ENTRIES:
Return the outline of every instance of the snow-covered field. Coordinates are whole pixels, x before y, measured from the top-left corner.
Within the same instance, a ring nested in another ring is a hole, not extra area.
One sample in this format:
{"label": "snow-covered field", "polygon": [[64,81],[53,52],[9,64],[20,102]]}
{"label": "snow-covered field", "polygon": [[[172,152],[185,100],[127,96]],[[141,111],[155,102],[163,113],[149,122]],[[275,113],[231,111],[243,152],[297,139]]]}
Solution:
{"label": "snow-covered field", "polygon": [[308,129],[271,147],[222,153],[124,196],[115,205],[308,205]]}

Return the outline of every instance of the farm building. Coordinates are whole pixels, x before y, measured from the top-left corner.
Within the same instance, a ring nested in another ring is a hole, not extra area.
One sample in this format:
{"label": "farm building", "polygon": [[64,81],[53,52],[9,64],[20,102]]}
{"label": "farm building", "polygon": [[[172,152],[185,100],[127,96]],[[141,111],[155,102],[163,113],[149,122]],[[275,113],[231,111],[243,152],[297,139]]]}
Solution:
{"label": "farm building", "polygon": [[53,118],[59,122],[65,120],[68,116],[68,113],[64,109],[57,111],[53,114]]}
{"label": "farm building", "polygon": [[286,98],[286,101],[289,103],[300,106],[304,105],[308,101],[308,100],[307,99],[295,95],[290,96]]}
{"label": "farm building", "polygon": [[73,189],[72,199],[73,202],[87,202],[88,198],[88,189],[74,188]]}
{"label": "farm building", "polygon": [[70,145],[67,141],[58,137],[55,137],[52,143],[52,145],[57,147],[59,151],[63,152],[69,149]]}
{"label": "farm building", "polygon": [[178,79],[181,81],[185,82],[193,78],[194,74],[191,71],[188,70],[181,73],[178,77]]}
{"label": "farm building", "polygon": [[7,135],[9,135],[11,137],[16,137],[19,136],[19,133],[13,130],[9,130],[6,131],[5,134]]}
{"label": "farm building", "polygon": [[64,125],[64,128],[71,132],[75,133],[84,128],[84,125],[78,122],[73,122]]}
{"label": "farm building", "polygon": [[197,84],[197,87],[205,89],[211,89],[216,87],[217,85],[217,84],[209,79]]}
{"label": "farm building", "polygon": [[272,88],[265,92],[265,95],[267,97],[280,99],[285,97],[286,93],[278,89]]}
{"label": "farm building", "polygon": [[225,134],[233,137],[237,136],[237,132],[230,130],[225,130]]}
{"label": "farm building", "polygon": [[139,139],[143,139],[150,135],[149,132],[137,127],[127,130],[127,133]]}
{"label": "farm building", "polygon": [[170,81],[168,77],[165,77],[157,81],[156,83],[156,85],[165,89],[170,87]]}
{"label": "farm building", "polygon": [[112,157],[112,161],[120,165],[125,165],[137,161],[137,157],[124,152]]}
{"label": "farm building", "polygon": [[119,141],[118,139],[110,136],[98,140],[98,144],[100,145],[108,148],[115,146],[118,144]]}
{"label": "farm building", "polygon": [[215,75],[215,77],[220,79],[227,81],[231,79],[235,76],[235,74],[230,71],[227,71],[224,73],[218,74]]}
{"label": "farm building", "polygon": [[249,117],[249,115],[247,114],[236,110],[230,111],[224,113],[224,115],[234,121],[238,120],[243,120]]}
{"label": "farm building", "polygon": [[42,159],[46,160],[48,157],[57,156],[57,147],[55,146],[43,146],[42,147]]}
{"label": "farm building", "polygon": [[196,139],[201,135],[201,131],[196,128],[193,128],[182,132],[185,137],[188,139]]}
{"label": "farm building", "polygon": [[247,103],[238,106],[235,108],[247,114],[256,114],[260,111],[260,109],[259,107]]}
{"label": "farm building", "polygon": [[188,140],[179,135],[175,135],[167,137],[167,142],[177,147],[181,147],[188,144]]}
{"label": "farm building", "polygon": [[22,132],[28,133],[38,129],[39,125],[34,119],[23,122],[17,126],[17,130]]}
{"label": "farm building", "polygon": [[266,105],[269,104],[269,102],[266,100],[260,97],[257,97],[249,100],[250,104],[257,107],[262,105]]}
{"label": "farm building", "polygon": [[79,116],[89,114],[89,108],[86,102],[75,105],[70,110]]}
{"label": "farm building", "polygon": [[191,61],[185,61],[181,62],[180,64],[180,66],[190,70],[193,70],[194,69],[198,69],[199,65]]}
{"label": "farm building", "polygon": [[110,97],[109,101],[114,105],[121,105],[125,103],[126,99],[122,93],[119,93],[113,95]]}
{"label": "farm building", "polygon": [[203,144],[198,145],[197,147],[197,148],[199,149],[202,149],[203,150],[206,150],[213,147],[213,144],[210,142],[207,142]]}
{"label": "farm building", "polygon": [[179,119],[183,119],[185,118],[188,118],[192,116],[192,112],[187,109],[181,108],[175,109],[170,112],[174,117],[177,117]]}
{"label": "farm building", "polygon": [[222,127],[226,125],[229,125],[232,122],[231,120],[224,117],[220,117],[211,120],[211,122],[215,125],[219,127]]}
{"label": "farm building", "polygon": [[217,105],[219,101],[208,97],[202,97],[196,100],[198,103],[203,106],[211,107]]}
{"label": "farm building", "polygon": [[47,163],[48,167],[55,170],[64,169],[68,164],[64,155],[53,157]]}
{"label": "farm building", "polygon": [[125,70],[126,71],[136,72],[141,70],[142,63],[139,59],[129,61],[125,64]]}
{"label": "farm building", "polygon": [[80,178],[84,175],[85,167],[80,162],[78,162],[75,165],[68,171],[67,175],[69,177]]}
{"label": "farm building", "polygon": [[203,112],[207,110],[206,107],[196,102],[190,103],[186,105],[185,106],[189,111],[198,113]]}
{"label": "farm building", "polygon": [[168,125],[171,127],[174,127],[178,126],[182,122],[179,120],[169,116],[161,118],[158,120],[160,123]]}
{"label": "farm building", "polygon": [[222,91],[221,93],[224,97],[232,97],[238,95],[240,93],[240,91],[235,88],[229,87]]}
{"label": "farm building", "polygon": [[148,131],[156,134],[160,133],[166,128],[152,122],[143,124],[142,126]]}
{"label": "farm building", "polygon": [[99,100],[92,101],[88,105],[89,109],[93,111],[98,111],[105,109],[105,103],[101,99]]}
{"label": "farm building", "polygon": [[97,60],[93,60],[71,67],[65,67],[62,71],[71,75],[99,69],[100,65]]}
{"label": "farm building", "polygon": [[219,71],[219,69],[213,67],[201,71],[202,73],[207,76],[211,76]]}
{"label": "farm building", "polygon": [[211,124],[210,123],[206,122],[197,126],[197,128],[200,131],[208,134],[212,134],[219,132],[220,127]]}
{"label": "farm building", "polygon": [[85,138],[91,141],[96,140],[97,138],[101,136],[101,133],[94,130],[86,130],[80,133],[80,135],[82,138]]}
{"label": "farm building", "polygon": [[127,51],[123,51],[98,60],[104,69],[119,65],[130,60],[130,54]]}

TASK BRIEF: Copy each line of the records above that contains the word "instance". Only matches with the same capitalization count.

ANSWER TO THIS TASK:
Return the outline of every instance of the snow-covered field. Coordinates are whole pixels, x before y, measured from the top-left corner.
Within the same instance, a ring nested in another ring is a hole, not extra area.
Return the outline of every instance of the farm building. Coordinates are whole pixels, x before y, measured from the top-left corner.
Within the same instance, a ring nested in another ring is a hole, not extra area.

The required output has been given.